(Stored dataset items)
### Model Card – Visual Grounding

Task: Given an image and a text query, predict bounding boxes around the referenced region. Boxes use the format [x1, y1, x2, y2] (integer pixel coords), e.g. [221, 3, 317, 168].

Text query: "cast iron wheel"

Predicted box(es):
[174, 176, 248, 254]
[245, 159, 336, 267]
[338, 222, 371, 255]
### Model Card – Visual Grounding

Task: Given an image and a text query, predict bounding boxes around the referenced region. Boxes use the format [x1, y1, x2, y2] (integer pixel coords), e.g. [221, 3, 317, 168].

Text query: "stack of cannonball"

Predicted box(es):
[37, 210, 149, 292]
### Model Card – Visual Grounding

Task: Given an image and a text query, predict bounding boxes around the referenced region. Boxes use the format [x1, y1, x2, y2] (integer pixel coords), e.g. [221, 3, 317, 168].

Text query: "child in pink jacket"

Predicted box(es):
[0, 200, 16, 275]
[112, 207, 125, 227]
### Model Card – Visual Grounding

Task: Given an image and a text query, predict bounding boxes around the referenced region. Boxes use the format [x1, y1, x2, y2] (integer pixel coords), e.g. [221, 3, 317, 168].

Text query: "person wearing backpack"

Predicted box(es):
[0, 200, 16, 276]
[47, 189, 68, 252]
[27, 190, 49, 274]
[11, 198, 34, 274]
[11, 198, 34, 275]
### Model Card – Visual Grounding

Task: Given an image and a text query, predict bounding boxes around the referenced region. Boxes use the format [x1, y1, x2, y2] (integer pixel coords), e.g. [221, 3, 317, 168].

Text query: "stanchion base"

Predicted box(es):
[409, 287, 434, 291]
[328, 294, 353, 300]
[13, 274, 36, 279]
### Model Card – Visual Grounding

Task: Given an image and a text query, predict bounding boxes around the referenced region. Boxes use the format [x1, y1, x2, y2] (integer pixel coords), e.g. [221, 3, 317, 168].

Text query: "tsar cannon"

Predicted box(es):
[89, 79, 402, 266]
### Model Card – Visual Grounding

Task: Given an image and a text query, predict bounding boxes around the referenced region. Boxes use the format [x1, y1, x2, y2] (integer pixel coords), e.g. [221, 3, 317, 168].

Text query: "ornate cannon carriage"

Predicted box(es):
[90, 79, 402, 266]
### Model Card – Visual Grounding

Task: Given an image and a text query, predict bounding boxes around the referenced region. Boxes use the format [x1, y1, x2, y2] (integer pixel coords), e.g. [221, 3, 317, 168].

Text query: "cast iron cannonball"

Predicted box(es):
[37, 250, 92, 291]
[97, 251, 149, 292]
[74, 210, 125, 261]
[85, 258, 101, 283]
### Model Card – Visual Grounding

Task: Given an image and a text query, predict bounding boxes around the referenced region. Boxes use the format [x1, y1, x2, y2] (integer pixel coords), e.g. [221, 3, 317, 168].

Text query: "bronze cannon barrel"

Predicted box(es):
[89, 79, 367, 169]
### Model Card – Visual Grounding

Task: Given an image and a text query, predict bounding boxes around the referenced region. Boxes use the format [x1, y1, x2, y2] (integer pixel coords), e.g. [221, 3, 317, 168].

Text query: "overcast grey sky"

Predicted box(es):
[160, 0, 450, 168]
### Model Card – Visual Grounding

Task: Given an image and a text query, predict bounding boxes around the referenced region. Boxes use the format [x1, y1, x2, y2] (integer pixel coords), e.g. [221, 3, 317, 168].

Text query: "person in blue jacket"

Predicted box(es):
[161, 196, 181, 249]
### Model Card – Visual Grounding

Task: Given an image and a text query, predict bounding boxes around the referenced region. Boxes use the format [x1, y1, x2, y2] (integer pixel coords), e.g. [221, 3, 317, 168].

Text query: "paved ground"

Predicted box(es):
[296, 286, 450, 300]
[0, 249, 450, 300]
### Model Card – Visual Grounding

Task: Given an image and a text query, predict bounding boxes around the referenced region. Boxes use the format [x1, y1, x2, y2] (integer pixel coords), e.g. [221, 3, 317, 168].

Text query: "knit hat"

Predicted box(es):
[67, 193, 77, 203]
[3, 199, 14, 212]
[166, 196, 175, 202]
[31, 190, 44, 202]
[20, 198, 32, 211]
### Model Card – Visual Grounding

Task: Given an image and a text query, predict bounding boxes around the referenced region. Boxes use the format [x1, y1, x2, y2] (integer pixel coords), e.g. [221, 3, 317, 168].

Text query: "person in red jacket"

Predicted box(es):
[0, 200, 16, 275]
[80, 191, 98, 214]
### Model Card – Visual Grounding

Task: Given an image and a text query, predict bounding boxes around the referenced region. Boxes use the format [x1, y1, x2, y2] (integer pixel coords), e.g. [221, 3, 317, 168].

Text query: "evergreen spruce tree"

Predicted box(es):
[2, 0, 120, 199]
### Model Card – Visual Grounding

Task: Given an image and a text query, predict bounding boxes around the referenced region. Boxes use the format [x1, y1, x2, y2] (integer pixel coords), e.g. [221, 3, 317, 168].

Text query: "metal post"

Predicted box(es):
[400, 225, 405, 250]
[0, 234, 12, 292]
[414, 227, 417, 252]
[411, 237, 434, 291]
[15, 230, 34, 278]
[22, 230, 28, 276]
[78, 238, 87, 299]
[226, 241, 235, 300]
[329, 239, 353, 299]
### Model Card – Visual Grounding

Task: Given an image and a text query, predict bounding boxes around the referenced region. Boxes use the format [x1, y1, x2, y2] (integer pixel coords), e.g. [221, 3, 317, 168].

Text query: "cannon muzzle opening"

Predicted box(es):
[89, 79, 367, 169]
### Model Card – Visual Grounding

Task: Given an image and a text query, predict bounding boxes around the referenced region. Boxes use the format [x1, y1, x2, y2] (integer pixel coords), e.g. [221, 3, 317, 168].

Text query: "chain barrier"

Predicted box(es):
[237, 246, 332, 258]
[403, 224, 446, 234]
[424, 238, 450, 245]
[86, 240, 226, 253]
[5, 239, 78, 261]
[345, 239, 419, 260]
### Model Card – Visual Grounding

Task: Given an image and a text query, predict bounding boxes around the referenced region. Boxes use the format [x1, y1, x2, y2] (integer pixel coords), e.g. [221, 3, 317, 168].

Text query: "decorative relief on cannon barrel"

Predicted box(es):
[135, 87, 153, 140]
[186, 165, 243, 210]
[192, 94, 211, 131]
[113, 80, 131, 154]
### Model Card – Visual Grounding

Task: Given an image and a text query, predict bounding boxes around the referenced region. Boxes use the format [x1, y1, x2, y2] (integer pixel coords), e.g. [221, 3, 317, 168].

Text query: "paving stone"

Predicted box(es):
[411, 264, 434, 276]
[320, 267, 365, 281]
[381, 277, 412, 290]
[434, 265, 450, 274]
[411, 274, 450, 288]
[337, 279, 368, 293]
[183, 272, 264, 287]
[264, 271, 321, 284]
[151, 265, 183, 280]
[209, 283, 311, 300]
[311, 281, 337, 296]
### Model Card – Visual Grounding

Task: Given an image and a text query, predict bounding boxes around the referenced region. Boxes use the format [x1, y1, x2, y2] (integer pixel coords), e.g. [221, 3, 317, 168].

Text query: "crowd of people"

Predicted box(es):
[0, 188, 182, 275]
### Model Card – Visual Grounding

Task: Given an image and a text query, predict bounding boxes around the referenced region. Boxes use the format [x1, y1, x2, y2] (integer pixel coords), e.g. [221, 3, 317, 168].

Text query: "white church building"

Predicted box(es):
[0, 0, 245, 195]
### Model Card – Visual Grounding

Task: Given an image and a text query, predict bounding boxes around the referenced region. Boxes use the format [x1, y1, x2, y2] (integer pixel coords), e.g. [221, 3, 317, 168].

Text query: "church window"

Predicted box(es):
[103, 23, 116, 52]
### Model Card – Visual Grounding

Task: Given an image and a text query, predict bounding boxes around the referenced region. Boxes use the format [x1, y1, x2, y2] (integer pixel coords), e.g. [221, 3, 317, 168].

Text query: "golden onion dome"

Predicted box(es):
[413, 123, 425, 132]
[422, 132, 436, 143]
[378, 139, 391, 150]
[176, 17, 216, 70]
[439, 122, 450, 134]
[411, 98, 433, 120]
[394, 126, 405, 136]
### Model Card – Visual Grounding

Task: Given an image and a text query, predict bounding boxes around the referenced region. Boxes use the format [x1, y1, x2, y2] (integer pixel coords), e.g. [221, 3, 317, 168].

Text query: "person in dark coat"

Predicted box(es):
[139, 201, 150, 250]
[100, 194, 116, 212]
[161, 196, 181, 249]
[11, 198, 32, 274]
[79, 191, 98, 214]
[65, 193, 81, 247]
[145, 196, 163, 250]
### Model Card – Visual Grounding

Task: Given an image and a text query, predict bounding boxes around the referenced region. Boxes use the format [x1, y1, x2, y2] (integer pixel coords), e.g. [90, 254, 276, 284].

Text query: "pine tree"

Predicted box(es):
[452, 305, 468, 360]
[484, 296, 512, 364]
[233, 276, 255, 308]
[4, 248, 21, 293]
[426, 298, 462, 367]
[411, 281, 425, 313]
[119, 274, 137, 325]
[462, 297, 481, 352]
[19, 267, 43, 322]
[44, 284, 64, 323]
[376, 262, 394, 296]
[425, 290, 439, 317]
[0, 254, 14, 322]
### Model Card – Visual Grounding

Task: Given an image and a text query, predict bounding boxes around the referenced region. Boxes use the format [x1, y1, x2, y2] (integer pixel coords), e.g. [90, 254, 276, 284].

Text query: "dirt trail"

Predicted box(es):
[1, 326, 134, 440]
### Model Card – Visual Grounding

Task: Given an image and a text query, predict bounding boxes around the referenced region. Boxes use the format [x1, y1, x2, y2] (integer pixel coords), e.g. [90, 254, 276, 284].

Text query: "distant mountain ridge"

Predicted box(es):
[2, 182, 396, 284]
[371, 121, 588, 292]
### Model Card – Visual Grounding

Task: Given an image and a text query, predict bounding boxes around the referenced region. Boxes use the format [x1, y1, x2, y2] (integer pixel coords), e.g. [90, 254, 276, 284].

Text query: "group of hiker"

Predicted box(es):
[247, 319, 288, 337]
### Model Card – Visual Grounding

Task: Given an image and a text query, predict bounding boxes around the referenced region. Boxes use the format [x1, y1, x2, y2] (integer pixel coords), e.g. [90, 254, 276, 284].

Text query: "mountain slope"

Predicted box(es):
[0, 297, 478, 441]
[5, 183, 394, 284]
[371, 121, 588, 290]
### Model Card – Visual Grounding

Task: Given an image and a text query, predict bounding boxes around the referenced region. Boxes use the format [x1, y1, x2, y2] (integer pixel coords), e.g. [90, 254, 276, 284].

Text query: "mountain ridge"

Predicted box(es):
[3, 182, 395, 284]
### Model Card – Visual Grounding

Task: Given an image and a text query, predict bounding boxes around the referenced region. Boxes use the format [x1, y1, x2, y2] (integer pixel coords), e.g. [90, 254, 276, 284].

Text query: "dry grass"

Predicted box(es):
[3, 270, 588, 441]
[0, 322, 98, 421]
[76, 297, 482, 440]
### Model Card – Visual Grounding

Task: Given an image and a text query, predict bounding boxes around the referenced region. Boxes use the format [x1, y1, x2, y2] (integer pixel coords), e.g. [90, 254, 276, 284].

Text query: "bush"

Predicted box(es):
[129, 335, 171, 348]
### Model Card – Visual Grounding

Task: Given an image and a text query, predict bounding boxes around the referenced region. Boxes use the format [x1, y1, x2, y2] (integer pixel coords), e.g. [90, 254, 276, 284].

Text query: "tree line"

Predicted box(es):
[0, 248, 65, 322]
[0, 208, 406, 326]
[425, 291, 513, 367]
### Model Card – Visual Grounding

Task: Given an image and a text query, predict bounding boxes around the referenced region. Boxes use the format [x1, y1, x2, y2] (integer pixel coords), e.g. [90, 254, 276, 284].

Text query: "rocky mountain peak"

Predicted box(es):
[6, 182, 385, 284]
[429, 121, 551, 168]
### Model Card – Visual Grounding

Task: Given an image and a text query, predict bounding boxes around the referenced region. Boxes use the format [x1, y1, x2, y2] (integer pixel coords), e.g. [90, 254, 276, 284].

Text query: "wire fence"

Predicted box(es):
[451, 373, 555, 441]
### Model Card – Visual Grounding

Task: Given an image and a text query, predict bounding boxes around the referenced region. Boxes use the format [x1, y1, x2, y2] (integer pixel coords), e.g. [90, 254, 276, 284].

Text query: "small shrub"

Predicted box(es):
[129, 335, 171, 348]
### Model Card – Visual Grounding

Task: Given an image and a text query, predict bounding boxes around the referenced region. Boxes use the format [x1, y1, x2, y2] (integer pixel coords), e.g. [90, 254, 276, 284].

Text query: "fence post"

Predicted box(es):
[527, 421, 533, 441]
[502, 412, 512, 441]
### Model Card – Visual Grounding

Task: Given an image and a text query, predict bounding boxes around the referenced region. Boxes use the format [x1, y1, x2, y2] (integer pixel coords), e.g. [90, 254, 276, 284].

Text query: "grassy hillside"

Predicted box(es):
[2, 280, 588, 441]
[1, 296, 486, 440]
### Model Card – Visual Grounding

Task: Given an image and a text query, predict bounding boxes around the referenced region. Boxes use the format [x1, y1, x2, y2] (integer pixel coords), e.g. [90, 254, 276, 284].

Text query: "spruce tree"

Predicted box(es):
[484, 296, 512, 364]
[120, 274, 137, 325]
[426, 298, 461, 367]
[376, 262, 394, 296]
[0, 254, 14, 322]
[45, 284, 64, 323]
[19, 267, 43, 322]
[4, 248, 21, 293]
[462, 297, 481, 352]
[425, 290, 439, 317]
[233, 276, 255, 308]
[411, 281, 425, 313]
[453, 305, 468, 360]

BRIEF – Reproduce verbatim the stretch of data from the start through the line containing "[112, 207, 125, 227]".

OUTPUT –
### Model Card – Visual Grounding

Task: Given an image and a text query, predict bounding boxes around the referenced region. Boxes use the format [x1, y1, x2, y2] (integer pixel coords), e.g. [221, 3, 317, 168].

Text query: "cast iron wheel"

Predicted box(es):
[174, 176, 248, 254]
[245, 159, 336, 267]
[338, 222, 371, 255]
### Model Card – Visual Grounding

Task: Given an image and a text query, predict bounding boxes around the referenced region. Boxes use the format [x1, y1, x2, y2] (integer pixel coords), e.g. [221, 3, 317, 168].

Text query: "stack of cannonball"

Predicted box(es):
[37, 210, 149, 292]
### Model Card – Visual Grounding

Task: Given an image and a text query, predict bounding boxes around the referenced region. Boxes use the format [x1, y1, x2, y2] (integer pixel coords), e.g. [221, 3, 317, 168].

Text query: "child in pink jacket"

Predicted box(es):
[0, 200, 16, 275]
[112, 207, 125, 227]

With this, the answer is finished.